-- Begin TEXT PASSAGE --
09.04.2026
No time to waste
Far-right politicians and media outlets are peddling a delusional and reckless North Sea fantasy. Britain pays global prices for both gas and oil. Meanwhile, the planet continues to heat up and targets are being routinely missed, writes Eddie Ford
Rarely has a political campaign, and slogan, been so vacuous as Kemi Badenoch’s ‘Get Britain drilling!’ This, of course, is inspired by Donald Trump’s “Drill, baby, drill” and general MAGA philosophy - fundamental to which is climate-change denialism.
Hence the Tory leader launched the campaign on March 30 on an oil rig off the North Sea near Aberdeen.1 As part of her supposed three-point plan to ‘max out’ production, she proposed ending the moratorium on new oil and gas licences, scrapping the windfall tax on energy profits, and providing more financial support for the fossil fuel industry. In this way, we are invited to accept, households can be protected from rising energy bills - which saw drastic price rises across the globe with the US-Israeli war against Iran.
According to Badenoch, who initially called for UK forces to actively join the bombing campaign, Labour’s ban on new oil and gas drilling licences was “stupid” and “completely crazy”, as drilling for “our own” oil and gas is about energy and national security. After all, a “strong economy” relies on “cheap, abundant energy”, which Labour is holding back due to its net-zero commitment. She even claimed that the “real reason” Labour is refusing new licences is that Ed Miliband “is now running the government” - so absurd a statement that it is impossible to imagine she believes it herself.
Naturally, Badenoch’s sentiments are echoed by Nigel Farage, who called on Sir Keir to “open up the licences, and become self-sufficient in natural gas”. Warming to that theme during PMQs, he urged the Labour leader to “follow Norway”, on the basis that over the last year “our North Sea neighbours” have opened 49 drill sites for gas and oil.2 Yet on “on our side” of the North Sea, said the Reform leader, the number is none, thanks to Labour’s net-zero push, which has left Britain “vulnerable.”
In fact, Farage wants to make climate change a new populist dividing line in British politics - telling The Sun that “this could be the next Brexit”, where parliament is “so hopelessly out of touch with the country”. In this way he hopes to present net-zero as an obsession of the ‘elites’ rather than a matter of general human interest.3 Politics is moving so far to the right, both in the UK and globally - with the White House directly sponsoring the far right - that Farage could be latching onto something, unfortunately.
Vapid
Kemi Badenoch, Nigel Farage and the far right generally, are peddling a deluded fantasy, of course.4 Indeed, as described by Tessa Khan, executive director of the renewable energy campaign group, Uplift, it is a “vapid, political game playing at the expense of ordinary people”. She points out that more drilling will do absolutely nothing to lower energy bills - a “fact” that Badenoch knows and “members of her [shadow] cabinet have admitted”. She cites Tory MP Claire Coutinho, when serving as energy secretary in 2023, admitting that new licences “wouldn’t necessarily bring energy bills down”, but argued they would improve the “security” of supply - which is also nonsense, of course. Coutinho now has the energy brief in Badenoch’s shadow cabinet.
-- End TEXT PASSAGE --
-- Begin RECORDS SHOWN --
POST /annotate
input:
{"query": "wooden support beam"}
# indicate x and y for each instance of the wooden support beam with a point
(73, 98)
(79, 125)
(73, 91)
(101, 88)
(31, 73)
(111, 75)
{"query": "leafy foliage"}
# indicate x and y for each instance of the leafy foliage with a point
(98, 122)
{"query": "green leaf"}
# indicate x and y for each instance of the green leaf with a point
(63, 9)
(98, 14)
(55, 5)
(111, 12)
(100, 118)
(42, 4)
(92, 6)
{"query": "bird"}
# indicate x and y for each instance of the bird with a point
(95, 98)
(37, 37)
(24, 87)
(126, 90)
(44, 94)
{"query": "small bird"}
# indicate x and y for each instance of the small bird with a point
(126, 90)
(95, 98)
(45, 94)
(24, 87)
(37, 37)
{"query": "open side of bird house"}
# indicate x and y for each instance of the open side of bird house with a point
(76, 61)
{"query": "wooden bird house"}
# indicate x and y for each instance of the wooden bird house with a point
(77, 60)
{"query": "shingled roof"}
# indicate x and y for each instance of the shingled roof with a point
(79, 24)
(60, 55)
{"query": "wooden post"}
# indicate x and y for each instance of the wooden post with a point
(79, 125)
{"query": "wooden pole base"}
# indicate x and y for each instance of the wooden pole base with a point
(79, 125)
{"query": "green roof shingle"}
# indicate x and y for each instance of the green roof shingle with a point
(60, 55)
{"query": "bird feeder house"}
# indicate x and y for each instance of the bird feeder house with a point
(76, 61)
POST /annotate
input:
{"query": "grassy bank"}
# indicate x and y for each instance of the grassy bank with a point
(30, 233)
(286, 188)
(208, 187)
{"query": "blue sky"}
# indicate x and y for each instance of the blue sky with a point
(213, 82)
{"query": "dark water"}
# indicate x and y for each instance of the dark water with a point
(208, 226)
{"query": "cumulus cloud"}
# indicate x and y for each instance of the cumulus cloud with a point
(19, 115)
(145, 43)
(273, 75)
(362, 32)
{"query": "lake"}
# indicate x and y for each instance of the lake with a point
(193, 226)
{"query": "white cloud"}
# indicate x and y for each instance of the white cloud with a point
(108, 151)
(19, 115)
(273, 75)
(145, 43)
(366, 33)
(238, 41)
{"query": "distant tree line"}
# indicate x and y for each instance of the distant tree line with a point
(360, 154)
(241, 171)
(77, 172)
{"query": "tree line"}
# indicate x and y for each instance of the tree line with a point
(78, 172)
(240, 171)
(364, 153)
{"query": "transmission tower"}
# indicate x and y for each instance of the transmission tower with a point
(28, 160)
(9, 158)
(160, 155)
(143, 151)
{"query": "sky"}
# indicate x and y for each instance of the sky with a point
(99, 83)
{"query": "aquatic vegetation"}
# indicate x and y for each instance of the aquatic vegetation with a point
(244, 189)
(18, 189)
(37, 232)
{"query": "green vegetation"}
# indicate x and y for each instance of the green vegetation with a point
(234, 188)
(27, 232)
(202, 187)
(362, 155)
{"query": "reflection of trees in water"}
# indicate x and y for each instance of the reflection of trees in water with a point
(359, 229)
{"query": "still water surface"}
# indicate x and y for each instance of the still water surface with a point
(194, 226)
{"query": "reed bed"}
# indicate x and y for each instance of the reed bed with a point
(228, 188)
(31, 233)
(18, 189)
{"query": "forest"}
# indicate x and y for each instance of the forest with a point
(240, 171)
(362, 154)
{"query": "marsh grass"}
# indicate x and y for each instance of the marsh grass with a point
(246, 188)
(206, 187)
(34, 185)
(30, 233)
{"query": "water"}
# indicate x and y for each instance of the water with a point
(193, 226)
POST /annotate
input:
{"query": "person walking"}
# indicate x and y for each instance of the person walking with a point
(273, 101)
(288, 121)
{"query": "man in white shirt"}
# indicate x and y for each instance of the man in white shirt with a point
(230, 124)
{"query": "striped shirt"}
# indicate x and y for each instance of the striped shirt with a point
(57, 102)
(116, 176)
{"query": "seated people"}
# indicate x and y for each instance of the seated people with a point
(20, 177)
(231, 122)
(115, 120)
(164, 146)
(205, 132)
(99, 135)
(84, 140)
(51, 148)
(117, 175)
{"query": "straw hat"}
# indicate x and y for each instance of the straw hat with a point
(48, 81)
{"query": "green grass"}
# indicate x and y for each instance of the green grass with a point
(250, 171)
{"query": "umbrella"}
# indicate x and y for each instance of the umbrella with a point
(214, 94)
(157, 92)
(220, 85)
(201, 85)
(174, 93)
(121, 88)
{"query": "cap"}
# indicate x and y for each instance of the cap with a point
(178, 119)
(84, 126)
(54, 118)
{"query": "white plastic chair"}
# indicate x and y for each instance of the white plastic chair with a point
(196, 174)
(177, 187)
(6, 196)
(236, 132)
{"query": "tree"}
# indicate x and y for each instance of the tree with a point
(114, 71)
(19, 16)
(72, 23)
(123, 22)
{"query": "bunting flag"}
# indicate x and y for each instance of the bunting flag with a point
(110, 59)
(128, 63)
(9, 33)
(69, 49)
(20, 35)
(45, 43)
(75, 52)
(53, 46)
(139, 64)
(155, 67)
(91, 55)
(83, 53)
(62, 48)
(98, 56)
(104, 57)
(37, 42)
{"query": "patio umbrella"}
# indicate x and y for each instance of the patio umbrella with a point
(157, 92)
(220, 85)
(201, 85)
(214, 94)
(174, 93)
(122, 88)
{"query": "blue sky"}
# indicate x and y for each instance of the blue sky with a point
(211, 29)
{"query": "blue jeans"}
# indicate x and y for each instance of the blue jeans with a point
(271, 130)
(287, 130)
-- End RECORDS SHOWN --
GIVEN TASK 1>
Repeat everything in the North Sea drilling article from "Hence the Tory" down to "war against Iran.".
GIVEN TASK 2>
According to the North Sea drilling article, how many drill sites did Farage say Norway had opened over the last year?
GIVEN TASK 3>
Go on with the article on North Sea drilling, starting after its final sentence.

TASK RESPONSE 1>
Hence the Tory leader launched the campaign on March 30 on an oil rig off the North Sea near Aberdeen.1 As part of her supposed three-point plan to ‘max out’ production, she proposed ending the moratorium on new oil and gas licences, scrapping the windfall tax on energy profits, and providing more financial support for the fossil fuel industry. In this way, we are invited to accept, households can be protected from rising energy bills - which saw drastic price rises across the globe with the US-Israeli war against Iran.

TASK RESPONSE 2>
49

TASK RESPONSE 3>
Yet in reality more North Sea drilling would obviously put the UK at further risk from volatile fossil fuel markets, not less. Just because Ed Miliband, secretary of state for energy security and net zero, says something does not necessarily mean it is untrue. He told a Parliamentary Labour Party meeting that “one overriding lesson of the crisis” is that Britain remains dependent on fossil fuel markets, when rather there needs to be “further and faster driving for clean power”. Included in that ‘clean’ mix is, of course, building yet more nuclear plants - which given the inherent dangers, not least revealed by the Ukrainian and Iranian wars, we need like a hole in the head.
Acting as a corrective to Badenoch and Farage, research by Uplift and the energy consultancy, Voar, shows that the hundreds of new North Sea licences granted by the Conservatives between 2010 and 2024 have so far produced just 36 days of gas.5 As the study further details, these licensing rounds will actually lead to just 20 new and re-licensed fields, and over their lifetime they will meet less than six months of UK gas demand and less than eight months of oil. Furthermore, they have produced to date just over two months of oil, but, of course, around 80% of UK oil is exported. Separately, official data shows that new drilling will have little impact on the UK’s dependency on imported gas, due to the drastic decline of the North Sea. Therefore, after 50 years of drilling, we have already burned most of the gas and most of what is left is now oil - there is no ‘abundant’ energy from fossil fuels waiting for the UK.
In additional research to hammer home the message, Uplift reveals that the Jackdaw field - one of the largest unexploited gasfields in the North Sea - would displace only 2% of current imports of gas, but would leave the UK still almost entirely dependent on supplies from Norway and a few other sources.6 Then you have the Rosebank field - also in Scottish waters, but mainly containing oil - which would displace only about 1% of the UK’s gas imports. In other words, to quote Tessa Khan, both Jackdaw and Rosebank would do “vanishingly little” to boost UK gas production - Rosebank being a prime example of “oil for profit, not our security”, given the fact that its reserves are predominantly oil for export and, if burned, would see the UK breach its climate targets. In fact, Britain is already well short when it comes to meeting its 2030 targets with emissions set to be 59% lower than 1990 levels, falling well short of the 68% reduction target, and is off track to achieve net zero emissions in 2050.7 Any uptick of homegrown fossil fuel usage through renewed drilling in the North Sea would blow another hole through these shaky ambitions.
Warning
This is something verified by more than 65 leading UK scientists in an open letter against new oil and gas drilling in the North Sea.8 Challenging both the environmental and economic case for further drilling, they write: “As climate scientists, we urge leaders to look to the cheaper solutions we have already, that we know work”. Signatories include Bill McGuire, who has written numerous popular books on climate science and will shortly be publishing The fate of the world: a history and future of the climate crisis.9
In their letter, like Uplift, they argue that about 90% of North Sea reserves have already been extracted and additional production would have little effect on global prices, given the scale of international oil and gas markets. Instead, they go on, further drilling would only add to greenhouse gas emissions and undermine efforts to limit global warming. After all, the last three years have been the hottest on record and extreme weather events are becoming increasingly frequent.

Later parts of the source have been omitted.